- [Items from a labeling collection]
===============

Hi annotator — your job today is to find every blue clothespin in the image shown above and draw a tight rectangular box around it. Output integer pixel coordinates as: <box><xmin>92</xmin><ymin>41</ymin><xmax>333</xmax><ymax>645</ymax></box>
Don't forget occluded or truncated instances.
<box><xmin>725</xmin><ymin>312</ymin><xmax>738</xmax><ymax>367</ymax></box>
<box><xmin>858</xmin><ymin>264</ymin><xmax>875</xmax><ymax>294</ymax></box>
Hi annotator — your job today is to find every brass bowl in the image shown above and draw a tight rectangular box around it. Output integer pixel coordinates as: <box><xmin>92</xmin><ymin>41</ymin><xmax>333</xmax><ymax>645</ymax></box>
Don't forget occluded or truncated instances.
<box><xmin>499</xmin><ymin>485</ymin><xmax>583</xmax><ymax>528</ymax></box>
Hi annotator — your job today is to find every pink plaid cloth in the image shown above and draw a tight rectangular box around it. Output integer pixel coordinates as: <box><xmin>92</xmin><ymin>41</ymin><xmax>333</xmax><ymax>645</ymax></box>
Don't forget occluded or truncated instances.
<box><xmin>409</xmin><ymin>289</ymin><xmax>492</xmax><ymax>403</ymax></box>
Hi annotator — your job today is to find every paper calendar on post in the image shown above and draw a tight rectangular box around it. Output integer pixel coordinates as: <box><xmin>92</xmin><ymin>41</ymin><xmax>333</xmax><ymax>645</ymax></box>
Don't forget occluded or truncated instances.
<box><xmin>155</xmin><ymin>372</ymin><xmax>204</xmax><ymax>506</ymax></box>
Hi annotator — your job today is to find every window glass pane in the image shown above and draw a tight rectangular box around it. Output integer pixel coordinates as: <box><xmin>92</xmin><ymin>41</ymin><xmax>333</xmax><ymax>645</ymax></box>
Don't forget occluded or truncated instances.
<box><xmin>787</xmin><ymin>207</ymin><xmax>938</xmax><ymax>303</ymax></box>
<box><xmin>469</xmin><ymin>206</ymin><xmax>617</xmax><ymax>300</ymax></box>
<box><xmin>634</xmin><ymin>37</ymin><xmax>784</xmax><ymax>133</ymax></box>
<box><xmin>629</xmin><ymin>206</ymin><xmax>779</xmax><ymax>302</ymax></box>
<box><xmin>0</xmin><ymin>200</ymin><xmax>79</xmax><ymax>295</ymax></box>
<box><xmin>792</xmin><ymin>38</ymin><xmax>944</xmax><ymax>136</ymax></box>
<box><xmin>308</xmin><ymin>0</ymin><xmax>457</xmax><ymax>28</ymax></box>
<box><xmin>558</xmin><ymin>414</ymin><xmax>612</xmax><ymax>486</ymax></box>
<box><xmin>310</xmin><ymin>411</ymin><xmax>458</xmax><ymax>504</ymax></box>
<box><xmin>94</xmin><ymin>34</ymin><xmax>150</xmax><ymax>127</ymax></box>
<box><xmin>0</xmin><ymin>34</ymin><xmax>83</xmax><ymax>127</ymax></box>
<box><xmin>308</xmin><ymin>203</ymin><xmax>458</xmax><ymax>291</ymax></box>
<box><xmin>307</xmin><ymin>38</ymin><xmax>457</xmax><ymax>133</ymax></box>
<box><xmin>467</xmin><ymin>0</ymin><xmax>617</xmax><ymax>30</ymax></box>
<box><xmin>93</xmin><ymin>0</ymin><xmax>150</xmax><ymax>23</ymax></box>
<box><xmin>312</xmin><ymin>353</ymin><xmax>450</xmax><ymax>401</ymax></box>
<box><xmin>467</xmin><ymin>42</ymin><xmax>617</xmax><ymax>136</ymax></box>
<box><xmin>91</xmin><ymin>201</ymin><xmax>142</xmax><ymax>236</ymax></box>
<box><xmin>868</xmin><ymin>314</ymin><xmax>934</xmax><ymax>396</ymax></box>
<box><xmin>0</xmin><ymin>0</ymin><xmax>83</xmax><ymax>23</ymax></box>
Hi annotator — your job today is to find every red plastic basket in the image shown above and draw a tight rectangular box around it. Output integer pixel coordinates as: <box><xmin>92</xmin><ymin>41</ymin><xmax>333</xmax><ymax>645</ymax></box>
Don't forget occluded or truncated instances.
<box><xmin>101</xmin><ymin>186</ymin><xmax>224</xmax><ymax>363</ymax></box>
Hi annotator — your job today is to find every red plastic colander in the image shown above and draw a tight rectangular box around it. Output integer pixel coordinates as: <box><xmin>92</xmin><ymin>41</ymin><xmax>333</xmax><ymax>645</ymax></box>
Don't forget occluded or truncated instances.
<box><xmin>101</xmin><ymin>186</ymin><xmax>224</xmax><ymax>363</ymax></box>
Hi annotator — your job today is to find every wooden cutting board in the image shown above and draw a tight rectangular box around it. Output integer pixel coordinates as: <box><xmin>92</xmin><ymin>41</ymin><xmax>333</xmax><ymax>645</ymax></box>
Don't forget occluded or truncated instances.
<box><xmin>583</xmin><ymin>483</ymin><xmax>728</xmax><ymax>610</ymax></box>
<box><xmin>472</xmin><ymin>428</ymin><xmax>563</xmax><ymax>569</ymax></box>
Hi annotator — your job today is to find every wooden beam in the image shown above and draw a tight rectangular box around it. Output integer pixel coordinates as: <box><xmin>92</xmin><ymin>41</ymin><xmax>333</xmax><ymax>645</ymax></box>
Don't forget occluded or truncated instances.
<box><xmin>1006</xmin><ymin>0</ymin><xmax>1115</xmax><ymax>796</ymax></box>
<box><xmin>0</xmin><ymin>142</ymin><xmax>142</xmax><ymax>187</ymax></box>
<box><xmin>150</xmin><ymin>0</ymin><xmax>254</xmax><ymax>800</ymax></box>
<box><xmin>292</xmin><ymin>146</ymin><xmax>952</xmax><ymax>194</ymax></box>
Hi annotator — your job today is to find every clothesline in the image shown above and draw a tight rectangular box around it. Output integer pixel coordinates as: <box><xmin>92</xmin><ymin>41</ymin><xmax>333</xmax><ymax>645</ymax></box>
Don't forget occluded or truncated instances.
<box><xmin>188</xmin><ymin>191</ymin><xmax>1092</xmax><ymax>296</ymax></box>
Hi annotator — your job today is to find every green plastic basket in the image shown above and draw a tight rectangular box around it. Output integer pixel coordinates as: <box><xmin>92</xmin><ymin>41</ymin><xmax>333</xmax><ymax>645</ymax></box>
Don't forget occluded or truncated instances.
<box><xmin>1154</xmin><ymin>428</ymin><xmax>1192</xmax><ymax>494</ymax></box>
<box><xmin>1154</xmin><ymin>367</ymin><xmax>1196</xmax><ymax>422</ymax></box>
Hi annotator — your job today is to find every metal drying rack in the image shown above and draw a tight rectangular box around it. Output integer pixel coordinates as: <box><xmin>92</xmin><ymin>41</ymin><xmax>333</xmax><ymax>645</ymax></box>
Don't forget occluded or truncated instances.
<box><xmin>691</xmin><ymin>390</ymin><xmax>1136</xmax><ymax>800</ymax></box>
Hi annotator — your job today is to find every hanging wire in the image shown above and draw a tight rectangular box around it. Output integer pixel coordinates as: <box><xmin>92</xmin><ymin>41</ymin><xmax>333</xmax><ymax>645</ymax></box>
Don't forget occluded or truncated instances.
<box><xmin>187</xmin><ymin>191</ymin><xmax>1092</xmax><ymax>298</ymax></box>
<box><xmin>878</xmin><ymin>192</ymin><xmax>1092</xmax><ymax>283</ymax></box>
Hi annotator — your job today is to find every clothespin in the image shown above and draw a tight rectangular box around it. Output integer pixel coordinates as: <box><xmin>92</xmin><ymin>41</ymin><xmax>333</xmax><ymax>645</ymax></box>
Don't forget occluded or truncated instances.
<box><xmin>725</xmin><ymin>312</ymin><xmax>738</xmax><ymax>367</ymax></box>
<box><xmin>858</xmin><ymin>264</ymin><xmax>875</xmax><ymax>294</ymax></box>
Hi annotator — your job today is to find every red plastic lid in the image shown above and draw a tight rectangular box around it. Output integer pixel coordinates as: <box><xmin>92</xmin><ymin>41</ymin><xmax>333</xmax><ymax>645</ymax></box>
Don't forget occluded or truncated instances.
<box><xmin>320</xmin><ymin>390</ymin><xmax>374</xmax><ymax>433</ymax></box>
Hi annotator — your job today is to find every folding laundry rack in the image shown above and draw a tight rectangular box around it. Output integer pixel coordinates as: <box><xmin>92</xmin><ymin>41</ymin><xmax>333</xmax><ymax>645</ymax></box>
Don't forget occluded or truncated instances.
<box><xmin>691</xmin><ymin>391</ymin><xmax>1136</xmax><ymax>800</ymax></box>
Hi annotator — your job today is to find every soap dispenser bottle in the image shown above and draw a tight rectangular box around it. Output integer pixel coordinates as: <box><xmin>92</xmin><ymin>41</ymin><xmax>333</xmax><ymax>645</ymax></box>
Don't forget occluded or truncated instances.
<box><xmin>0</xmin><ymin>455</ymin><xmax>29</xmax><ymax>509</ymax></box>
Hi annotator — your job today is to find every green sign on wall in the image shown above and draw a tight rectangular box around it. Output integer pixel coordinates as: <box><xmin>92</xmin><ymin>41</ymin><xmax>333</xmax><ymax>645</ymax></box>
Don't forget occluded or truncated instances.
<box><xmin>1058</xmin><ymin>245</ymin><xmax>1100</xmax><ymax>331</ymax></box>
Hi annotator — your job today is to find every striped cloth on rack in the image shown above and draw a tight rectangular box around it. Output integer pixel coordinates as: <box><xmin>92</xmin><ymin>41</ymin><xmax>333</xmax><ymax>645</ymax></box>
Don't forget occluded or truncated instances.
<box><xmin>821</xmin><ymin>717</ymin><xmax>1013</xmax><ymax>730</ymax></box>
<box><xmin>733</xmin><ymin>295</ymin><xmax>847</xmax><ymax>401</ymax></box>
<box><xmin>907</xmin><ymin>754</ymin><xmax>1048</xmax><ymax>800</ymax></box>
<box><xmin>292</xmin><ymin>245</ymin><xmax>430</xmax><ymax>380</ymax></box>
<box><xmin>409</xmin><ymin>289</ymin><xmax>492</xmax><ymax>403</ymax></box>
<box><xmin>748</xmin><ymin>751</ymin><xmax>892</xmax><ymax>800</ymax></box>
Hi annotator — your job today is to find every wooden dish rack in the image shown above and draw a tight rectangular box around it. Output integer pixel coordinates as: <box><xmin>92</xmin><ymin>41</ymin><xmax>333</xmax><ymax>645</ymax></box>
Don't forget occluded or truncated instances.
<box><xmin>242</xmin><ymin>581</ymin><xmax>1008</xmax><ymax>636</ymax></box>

===============

- [WORK TO COMPLETE] Show each line of the entries above that contains the string "bowl". Matching is case-sensitive.

- [RESULT OF THIS EXERCISE]
Hi annotator — your job today is to find every brass bowl in the image shown above and draw a tight rectangular box around it. Output integer pixel coordinates as: <box><xmin>92</xmin><ymin>41</ymin><xmax>333</xmax><ymax>645</ymax></box>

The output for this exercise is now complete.